| Task to complete |
Reproduce the news article on NHS reform in full, word for word.

| Passage provided |
***

NHS reform returns to the Commons

By Alex Stevenson

Further amendments to the health and social care bill appear a real possibility as the coalition moves closer to splitting over NHS reform.

Deputy prime minister Nick Clegg came under pressure from Liberal Democrat backbenchers concerned that the legislation continues to place undue emphasis on competition in the health service.

MPs are debating the bill in the Commons for the next two days. Mr Clegg is believed to have sought his party's backing by acknowledging that the proposals could be amended when the bill is sent for debate in the Lords, the Guardian newspaper reported.

At least one Lib Dem, Andrew George, is expected to rebel. Others could abstain, making the issue one of major concern for the coalition's managers.

The Department of Health has already significantly watered down the proposals, after an unprecedented 'listening pause' earlier this year.

Health secretary Andrew Lansley is thought to be determined to avoid any further amendments to the health and social care bill.

Continued opposition from within the NHS poses a major obstacle, however. Last week the British Medical Association, which represents doctors in the NHS, called for the legislation to be withdrawn or substantially changed.

***

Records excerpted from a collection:

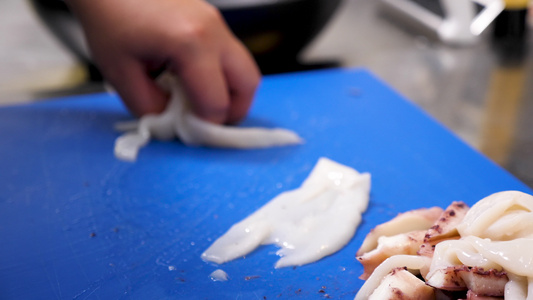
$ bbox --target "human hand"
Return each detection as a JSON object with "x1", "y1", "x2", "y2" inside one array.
[{"x1": 67, "y1": 0, "x2": 260, "y2": 124}]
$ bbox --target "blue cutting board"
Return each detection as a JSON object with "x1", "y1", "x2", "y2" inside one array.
[{"x1": 0, "y1": 69, "x2": 531, "y2": 299}]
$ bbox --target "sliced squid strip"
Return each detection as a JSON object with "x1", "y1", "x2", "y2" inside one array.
[
  {"x1": 202, "y1": 158, "x2": 370, "y2": 268},
  {"x1": 115, "y1": 75, "x2": 303, "y2": 161}
]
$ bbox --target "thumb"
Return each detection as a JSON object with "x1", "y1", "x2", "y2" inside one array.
[{"x1": 102, "y1": 60, "x2": 168, "y2": 117}]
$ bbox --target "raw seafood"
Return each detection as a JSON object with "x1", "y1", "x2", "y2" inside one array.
[
  {"x1": 115, "y1": 74, "x2": 302, "y2": 161},
  {"x1": 202, "y1": 158, "x2": 370, "y2": 268},
  {"x1": 355, "y1": 191, "x2": 533, "y2": 300}
]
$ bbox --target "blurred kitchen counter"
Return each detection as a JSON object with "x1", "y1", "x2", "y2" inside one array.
[{"x1": 0, "y1": 0, "x2": 533, "y2": 186}]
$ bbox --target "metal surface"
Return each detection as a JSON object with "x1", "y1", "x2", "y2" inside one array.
[
  {"x1": 304, "y1": 0, "x2": 533, "y2": 186},
  {"x1": 0, "y1": 0, "x2": 533, "y2": 186},
  {"x1": 0, "y1": 70, "x2": 532, "y2": 300}
]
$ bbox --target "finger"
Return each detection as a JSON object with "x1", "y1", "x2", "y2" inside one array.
[
  {"x1": 174, "y1": 55, "x2": 230, "y2": 124},
  {"x1": 103, "y1": 60, "x2": 168, "y2": 117},
  {"x1": 222, "y1": 42, "x2": 261, "y2": 123}
]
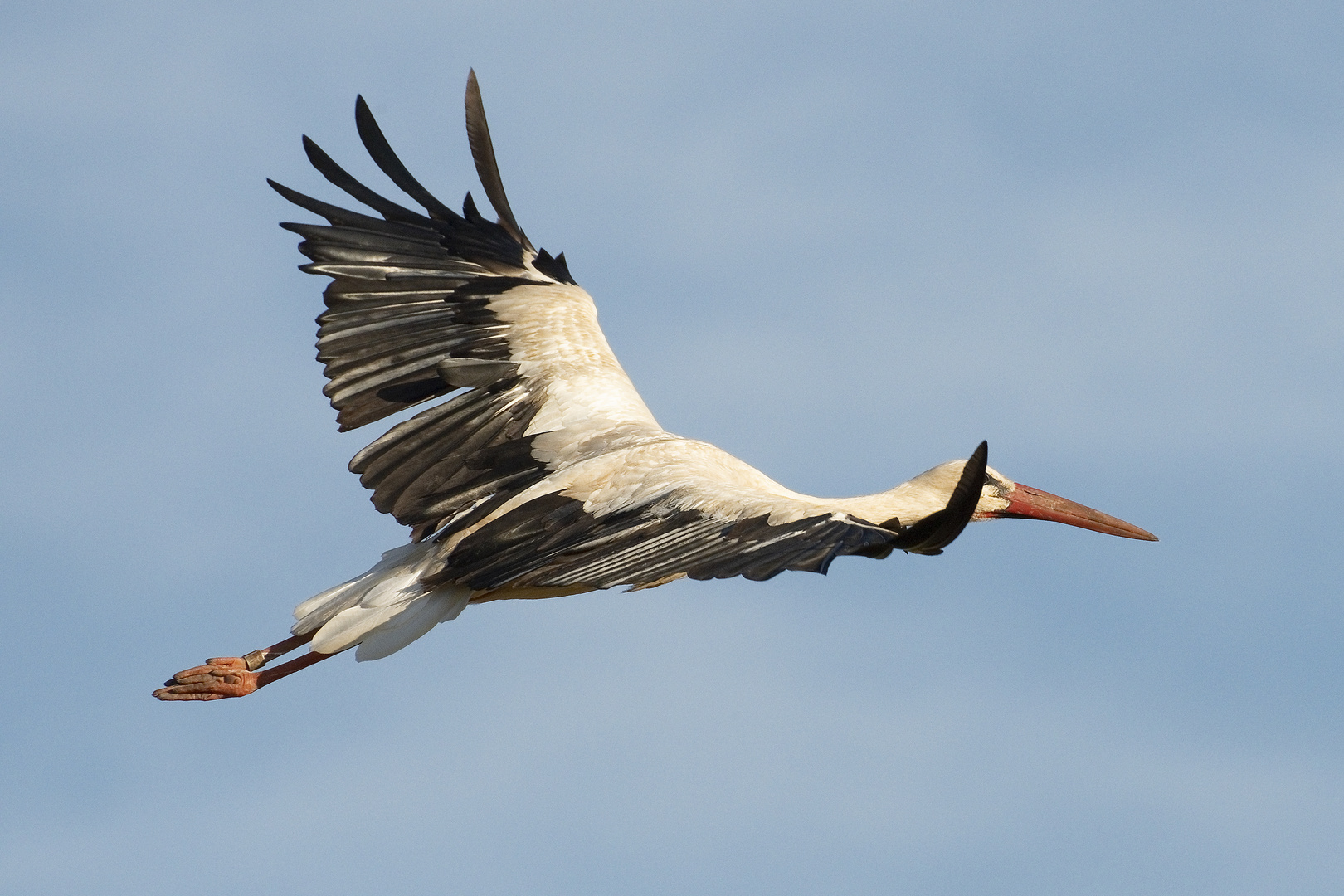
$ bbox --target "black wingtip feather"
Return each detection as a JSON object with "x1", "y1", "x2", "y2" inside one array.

***

| Result for this exercise |
NHS reform returns to the Commons

By Alex Stevenson

Further amendments to the health and social care bill appear a real possibility as the coalition moves closer to splitting over NHS reform.

Deputy prime minister Nick Clegg came under pressure from Liberal Democrat backbenchers concerned that the legislation continues to place undue emphasis on competition in the health service.

MPs are debating the bill in the Commons for the next two days. Mr Clegg is believed to have sought his party's backing by acknowledging that the proposals could be amended when the bill is sent for debate in the Lords, the Guardian newspaper reported.

At least one Lib Dem, Andrew George, is expected to rebel. Others could abstain, making the issue one of major concern for the coalition's managers.

The Department of Health has already significantly watered down the proposals, after an unprecedented 'listening pause' earlier this year.

Health secretary Andrew Lansley is thought to be determined to avoid any further amendments to the health and social care bill.

Continued opposition from within the NHS poses a major obstacle, however. Last week the British Medical Association, which represents doctors in the NHS, called for the legislation to be withdrawn or substantially changed.